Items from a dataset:
=======

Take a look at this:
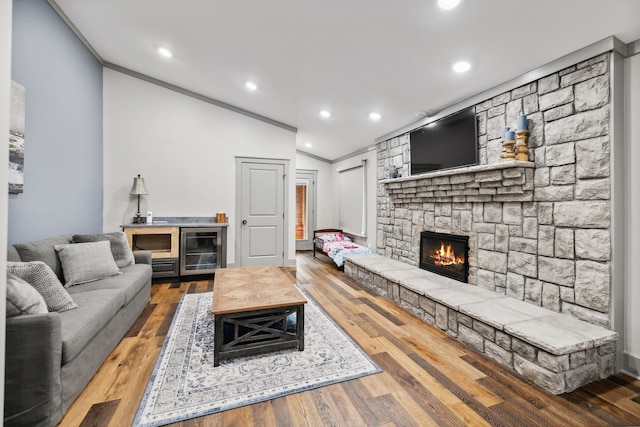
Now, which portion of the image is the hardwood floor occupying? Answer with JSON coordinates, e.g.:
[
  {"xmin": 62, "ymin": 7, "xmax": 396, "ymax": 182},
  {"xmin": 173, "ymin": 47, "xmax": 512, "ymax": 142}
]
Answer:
[{"xmin": 61, "ymin": 251, "xmax": 640, "ymax": 426}]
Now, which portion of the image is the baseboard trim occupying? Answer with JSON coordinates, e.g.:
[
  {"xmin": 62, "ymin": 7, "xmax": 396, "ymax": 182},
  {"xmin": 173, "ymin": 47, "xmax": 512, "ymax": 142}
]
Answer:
[
  {"xmin": 286, "ymin": 258, "xmax": 297, "ymax": 267},
  {"xmin": 622, "ymin": 352, "xmax": 640, "ymax": 379}
]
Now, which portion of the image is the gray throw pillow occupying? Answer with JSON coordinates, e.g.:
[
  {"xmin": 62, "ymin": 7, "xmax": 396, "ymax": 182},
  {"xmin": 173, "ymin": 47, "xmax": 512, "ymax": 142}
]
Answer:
[
  {"xmin": 6, "ymin": 273, "xmax": 49, "ymax": 317},
  {"xmin": 72, "ymin": 231, "xmax": 135, "ymax": 268},
  {"xmin": 54, "ymin": 240, "xmax": 122, "ymax": 287},
  {"xmin": 7, "ymin": 261, "xmax": 78, "ymax": 312}
]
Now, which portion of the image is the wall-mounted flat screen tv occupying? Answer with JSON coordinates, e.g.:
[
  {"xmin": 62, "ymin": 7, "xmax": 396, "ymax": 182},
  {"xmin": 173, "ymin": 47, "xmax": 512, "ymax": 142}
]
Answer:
[{"xmin": 409, "ymin": 106, "xmax": 478, "ymax": 175}]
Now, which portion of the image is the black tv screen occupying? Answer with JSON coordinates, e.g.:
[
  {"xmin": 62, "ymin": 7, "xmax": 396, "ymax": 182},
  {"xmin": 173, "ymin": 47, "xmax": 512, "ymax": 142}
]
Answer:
[{"xmin": 409, "ymin": 106, "xmax": 478, "ymax": 175}]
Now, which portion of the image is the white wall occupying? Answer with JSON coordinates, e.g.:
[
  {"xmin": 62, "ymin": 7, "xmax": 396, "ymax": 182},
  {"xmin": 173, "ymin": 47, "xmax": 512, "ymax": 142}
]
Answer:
[
  {"xmin": 0, "ymin": 0, "xmax": 12, "ymax": 417},
  {"xmin": 103, "ymin": 69, "xmax": 297, "ymax": 266},
  {"xmin": 332, "ymin": 149, "xmax": 378, "ymax": 250},
  {"xmin": 296, "ymin": 152, "xmax": 335, "ymax": 230},
  {"xmin": 623, "ymin": 51, "xmax": 640, "ymax": 378}
]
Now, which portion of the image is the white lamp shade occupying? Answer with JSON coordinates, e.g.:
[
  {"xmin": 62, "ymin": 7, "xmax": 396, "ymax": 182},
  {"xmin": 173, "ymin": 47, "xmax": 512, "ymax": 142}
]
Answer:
[{"xmin": 130, "ymin": 175, "xmax": 149, "ymax": 195}]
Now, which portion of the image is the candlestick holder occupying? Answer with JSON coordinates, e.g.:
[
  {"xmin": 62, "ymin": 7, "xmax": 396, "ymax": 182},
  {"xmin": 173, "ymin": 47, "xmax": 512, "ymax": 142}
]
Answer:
[
  {"xmin": 515, "ymin": 130, "xmax": 530, "ymax": 161},
  {"xmin": 500, "ymin": 138, "xmax": 516, "ymax": 161}
]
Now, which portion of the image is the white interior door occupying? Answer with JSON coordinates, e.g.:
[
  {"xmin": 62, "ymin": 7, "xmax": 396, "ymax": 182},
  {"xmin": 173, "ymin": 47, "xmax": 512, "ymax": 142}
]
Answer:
[
  {"xmin": 295, "ymin": 170, "xmax": 317, "ymax": 251},
  {"xmin": 239, "ymin": 161, "xmax": 285, "ymax": 266}
]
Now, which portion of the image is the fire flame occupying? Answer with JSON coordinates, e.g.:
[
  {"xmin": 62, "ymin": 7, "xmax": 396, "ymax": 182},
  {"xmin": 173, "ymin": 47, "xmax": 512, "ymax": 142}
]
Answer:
[{"xmin": 431, "ymin": 242, "xmax": 464, "ymax": 267}]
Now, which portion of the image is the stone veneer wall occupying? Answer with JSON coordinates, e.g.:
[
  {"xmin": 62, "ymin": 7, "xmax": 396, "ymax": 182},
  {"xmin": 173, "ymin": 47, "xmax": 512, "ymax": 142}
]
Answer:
[{"xmin": 377, "ymin": 53, "xmax": 613, "ymax": 328}]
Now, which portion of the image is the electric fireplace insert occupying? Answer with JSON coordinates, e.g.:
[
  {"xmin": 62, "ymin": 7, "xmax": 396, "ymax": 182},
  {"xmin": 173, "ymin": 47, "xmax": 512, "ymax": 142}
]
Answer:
[{"xmin": 419, "ymin": 231, "xmax": 469, "ymax": 283}]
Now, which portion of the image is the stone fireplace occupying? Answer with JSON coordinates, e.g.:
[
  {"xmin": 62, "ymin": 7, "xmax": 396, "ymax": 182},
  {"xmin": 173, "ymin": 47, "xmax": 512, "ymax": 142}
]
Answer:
[
  {"xmin": 376, "ymin": 52, "xmax": 613, "ymax": 329},
  {"xmin": 419, "ymin": 231, "xmax": 469, "ymax": 282}
]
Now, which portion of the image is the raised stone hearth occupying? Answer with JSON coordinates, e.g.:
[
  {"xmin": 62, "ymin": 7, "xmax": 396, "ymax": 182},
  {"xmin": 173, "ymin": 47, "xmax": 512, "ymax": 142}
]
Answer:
[
  {"xmin": 345, "ymin": 254, "xmax": 618, "ymax": 395},
  {"xmin": 376, "ymin": 52, "xmax": 613, "ymax": 330}
]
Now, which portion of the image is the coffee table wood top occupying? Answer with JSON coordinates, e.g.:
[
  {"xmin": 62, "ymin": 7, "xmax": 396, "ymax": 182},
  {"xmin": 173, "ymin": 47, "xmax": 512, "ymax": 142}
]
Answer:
[{"xmin": 211, "ymin": 265, "xmax": 307, "ymax": 315}]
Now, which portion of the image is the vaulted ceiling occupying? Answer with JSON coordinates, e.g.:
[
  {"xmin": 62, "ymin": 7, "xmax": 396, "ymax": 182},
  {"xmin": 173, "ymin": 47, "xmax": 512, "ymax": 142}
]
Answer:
[{"xmin": 53, "ymin": 0, "xmax": 640, "ymax": 161}]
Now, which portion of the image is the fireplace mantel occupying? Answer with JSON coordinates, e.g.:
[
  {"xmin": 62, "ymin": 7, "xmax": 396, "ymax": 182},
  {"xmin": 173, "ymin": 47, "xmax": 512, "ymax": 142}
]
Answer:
[
  {"xmin": 381, "ymin": 160, "xmax": 534, "ymax": 184},
  {"xmin": 382, "ymin": 160, "xmax": 535, "ymax": 204}
]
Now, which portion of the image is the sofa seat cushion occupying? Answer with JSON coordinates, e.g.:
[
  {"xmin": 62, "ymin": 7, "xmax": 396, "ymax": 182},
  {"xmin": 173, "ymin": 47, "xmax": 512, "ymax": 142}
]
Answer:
[
  {"xmin": 59, "ymin": 289, "xmax": 126, "ymax": 364},
  {"xmin": 66, "ymin": 263, "xmax": 151, "ymax": 305}
]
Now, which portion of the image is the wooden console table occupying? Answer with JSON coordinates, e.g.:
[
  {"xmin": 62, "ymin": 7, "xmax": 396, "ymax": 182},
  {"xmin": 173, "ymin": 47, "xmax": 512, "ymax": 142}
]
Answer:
[{"xmin": 211, "ymin": 265, "xmax": 306, "ymax": 366}]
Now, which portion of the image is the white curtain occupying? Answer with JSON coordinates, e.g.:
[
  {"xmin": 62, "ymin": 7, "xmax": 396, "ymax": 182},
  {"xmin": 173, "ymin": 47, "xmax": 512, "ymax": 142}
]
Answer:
[{"xmin": 338, "ymin": 160, "xmax": 366, "ymax": 237}]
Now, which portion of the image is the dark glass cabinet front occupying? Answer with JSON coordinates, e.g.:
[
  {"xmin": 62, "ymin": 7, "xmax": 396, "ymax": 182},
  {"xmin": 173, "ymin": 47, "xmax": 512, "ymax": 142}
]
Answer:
[{"xmin": 180, "ymin": 227, "xmax": 226, "ymax": 275}]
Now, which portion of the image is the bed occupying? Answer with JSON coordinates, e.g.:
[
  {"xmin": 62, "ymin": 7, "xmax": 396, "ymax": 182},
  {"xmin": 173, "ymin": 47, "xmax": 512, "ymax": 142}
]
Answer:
[{"xmin": 313, "ymin": 228, "xmax": 372, "ymax": 268}]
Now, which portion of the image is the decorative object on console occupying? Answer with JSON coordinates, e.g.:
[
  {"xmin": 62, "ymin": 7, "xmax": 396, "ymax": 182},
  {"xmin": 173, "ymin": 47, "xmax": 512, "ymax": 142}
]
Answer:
[
  {"xmin": 216, "ymin": 212, "xmax": 226, "ymax": 223},
  {"xmin": 130, "ymin": 174, "xmax": 149, "ymax": 224}
]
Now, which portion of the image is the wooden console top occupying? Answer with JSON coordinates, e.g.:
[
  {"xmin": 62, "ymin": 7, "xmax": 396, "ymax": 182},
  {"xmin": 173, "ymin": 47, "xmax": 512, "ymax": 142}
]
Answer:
[{"xmin": 211, "ymin": 265, "xmax": 307, "ymax": 315}]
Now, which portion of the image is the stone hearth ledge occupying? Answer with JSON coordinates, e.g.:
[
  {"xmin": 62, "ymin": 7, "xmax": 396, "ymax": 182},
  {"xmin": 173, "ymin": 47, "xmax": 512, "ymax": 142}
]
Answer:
[{"xmin": 344, "ymin": 253, "xmax": 617, "ymax": 395}]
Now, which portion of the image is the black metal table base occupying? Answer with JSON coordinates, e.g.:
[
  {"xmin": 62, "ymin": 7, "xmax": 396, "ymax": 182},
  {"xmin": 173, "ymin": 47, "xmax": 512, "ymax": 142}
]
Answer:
[{"xmin": 213, "ymin": 305, "xmax": 305, "ymax": 366}]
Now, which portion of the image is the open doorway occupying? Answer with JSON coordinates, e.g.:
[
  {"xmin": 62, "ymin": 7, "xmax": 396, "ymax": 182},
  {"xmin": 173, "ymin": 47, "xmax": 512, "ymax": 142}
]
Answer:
[{"xmin": 295, "ymin": 170, "xmax": 317, "ymax": 251}]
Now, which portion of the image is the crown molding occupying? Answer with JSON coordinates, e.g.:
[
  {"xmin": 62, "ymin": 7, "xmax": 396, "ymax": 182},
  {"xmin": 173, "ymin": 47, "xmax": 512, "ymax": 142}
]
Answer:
[
  {"xmin": 376, "ymin": 36, "xmax": 632, "ymax": 144},
  {"xmin": 296, "ymin": 150, "xmax": 331, "ymax": 163},
  {"xmin": 46, "ymin": 0, "xmax": 296, "ymax": 134}
]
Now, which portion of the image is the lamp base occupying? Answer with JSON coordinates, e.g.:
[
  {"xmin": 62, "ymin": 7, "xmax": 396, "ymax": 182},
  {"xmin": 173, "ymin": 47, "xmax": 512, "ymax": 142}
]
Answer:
[{"xmin": 132, "ymin": 216, "xmax": 147, "ymax": 224}]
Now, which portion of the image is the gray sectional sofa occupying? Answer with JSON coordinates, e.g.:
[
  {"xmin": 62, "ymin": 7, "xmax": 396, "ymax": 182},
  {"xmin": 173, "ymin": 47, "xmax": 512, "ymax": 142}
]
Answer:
[{"xmin": 5, "ymin": 234, "xmax": 153, "ymax": 427}]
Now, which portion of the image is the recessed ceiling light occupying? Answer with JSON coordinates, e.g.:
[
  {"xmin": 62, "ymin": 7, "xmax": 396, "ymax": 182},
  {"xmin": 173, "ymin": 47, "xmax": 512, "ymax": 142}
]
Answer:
[
  {"xmin": 157, "ymin": 47, "xmax": 173, "ymax": 58},
  {"xmin": 453, "ymin": 61, "xmax": 471, "ymax": 73},
  {"xmin": 245, "ymin": 81, "xmax": 258, "ymax": 91},
  {"xmin": 305, "ymin": 142, "xmax": 312, "ymax": 148},
  {"xmin": 320, "ymin": 110, "xmax": 331, "ymax": 118},
  {"xmin": 369, "ymin": 112, "xmax": 382, "ymax": 121},
  {"xmin": 438, "ymin": 0, "xmax": 460, "ymax": 10}
]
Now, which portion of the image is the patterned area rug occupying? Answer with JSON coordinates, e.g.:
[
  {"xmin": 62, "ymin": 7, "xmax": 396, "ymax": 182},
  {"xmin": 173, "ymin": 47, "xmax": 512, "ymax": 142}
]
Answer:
[{"xmin": 133, "ymin": 291, "xmax": 381, "ymax": 427}]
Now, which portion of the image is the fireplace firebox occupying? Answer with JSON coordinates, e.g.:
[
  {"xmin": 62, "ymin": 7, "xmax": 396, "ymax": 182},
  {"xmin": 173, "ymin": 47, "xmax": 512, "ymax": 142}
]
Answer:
[{"xmin": 419, "ymin": 231, "xmax": 469, "ymax": 283}]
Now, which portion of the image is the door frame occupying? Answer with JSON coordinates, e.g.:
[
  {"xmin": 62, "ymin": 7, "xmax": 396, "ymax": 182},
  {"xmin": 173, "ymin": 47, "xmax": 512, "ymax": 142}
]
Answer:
[
  {"xmin": 235, "ymin": 157, "xmax": 291, "ymax": 267},
  {"xmin": 295, "ymin": 169, "xmax": 317, "ymax": 251}
]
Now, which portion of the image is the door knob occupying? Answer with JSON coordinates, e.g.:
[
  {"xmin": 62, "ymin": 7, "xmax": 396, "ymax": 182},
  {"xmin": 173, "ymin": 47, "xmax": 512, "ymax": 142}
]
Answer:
[{"xmin": 242, "ymin": 220, "xmax": 247, "ymax": 225}]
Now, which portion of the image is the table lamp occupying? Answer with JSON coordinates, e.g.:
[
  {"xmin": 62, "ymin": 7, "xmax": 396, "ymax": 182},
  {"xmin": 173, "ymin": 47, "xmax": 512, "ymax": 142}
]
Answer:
[{"xmin": 130, "ymin": 174, "xmax": 149, "ymax": 224}]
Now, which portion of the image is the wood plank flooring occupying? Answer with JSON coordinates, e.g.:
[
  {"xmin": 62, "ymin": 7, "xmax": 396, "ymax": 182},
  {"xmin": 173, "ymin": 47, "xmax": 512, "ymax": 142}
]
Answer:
[{"xmin": 61, "ymin": 251, "xmax": 640, "ymax": 426}]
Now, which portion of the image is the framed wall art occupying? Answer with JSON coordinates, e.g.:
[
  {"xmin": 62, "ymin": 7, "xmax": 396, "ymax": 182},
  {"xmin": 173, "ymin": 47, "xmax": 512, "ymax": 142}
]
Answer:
[{"xmin": 9, "ymin": 80, "xmax": 25, "ymax": 194}]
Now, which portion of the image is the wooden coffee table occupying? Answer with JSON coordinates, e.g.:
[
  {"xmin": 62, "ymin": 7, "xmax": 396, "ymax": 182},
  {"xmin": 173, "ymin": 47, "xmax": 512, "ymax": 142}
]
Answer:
[{"xmin": 211, "ymin": 265, "xmax": 307, "ymax": 366}]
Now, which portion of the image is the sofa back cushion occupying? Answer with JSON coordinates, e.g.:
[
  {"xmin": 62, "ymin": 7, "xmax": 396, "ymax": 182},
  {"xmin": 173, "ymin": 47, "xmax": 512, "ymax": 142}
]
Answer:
[
  {"xmin": 72, "ymin": 232, "xmax": 135, "ymax": 268},
  {"xmin": 7, "ymin": 245, "xmax": 20, "ymax": 262},
  {"xmin": 13, "ymin": 235, "xmax": 73, "ymax": 281}
]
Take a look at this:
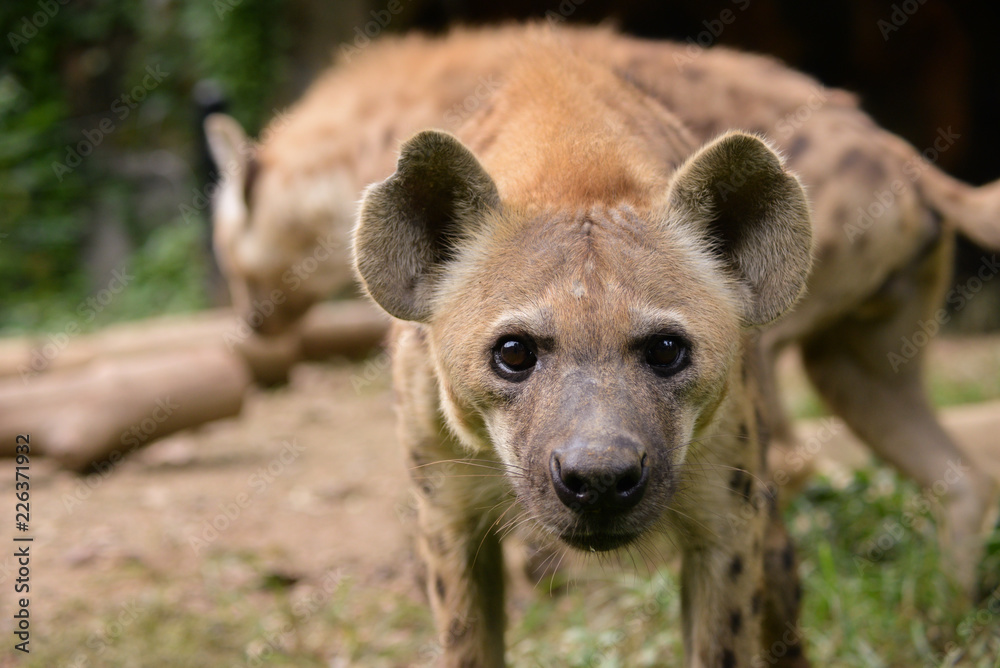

=======

**Problem description:**
Go through the records above. Copy each line in which the string "cushion" appears.

**Answer space:**
Now, which portion of the image is the sofa seat cushion occupying? Answer with JSON coordinates, e.g.:
Now, which portion of the image is the sofa back cushion occupying? Answer with JSON coordinates, e.g.:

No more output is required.